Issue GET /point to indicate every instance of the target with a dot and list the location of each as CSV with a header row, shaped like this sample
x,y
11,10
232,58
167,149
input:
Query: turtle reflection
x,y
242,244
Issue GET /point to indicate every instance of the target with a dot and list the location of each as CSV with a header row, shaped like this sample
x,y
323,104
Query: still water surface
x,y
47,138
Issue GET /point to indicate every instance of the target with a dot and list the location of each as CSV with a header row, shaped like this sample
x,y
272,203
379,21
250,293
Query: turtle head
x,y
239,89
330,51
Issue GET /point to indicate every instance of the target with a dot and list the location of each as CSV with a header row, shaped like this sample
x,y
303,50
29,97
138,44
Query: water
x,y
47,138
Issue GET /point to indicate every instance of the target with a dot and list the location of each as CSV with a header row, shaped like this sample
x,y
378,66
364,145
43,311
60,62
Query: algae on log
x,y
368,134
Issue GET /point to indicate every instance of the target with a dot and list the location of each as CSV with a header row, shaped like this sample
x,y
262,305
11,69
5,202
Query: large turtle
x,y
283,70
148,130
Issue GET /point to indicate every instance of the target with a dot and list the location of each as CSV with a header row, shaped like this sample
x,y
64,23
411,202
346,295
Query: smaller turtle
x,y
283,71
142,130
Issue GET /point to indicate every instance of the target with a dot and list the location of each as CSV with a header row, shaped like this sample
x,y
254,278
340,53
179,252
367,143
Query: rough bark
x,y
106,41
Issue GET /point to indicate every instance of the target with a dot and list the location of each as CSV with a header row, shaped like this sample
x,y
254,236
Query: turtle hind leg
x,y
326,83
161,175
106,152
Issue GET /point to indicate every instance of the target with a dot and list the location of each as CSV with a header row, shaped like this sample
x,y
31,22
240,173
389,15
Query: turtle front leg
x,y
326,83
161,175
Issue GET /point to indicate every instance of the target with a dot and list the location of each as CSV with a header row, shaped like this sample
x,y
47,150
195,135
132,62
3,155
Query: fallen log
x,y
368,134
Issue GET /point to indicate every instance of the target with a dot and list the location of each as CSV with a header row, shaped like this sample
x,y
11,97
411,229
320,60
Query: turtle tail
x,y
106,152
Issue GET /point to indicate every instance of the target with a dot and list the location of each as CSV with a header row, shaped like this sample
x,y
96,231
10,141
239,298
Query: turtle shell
▬▬▬▬▬▬▬▬▬▬
Please repeat all the records above exactly as they appear.

Issue GET /point to indicate every instance of the target with a dot and list the location of each as CSV with a header row, shaped like this sample
x,y
11,10
232,58
167,149
input:
Query: turtle reflection
x,y
242,244
Issue GET /point to indicate every instance of the target with a dot and list the location of each as CSV with a header row, shaped like this sample
x,y
323,104
Query: still water surface
x,y
47,138
Issue GET /point to indicate every instance of the target with a dot and list the location of each as CSV with a header row, shaped like this sample
x,y
272,203
379,21
250,293
Query: turtle head
x,y
239,89
330,51
Issue GET /point to indicate every instance of the target with a dot and list the location of each as CSV with a header row, shaped like this sample
x,y
303,50
29,97
138,44
Query: water
x,y
47,138
Issue GET /point to indicate every instance of the target with a dot and list the location of each as CSV with a header row, shaped like this sample
x,y
378,66
364,145
43,311
60,62
Query: algae on log
x,y
368,134
Issue GET /point to indicate every instance of the target with a dot and list the location of each as CSV with a header row, shaped like this sample
x,y
262,305
11,69
5,202
Query: large turtle
x,y
283,70
148,130
Issue GET /point to indicate every instance of the target with a dot and list the location of each as CSV with a header row, shaped like this sample
x,y
64,23
411,202
346,295
Query: smaller turtle
x,y
283,71
142,130
Issue GET /point to indicate every instance of the target with a dot and list the location of each as CSV with a header row, shaped like this sample
x,y
254,278
340,53
179,252
367,143
Query: rough bark
x,y
106,41
Issue GET /point to indicate every instance of the target with a dot and list the location of each as CSV with a header row, shaped like this sample
x,y
254,236
Query: turtle hind leg
x,y
326,83
161,175
106,152
Issue GET /point to indicate every instance of the target with a dot and list the location of each as CSV with a header row, shaped like this sample
x,y
31,22
240,173
389,15
Query: turtle front leg
x,y
326,83
161,175
Issue GET /point to indicate every instance of the target with a dot and list the location of each as CSV with a header row, shaped like this sample
x,y
47,150
195,135
132,62
3,155
Query: fallen log
x,y
368,134
Issue GET /point to indicate every instance of the target with a dot and list the location of each as CSV with a header row, shaped like this sample
x,y
11,97
411,229
320,60
Query: turtle tail
x,y
106,152
Issue GET /point to indicate every instance of the target with a dot and list the location of each as CSV with a header row, shaped like this sample
x,y
96,231
10,141
239,298
Query: turtle shell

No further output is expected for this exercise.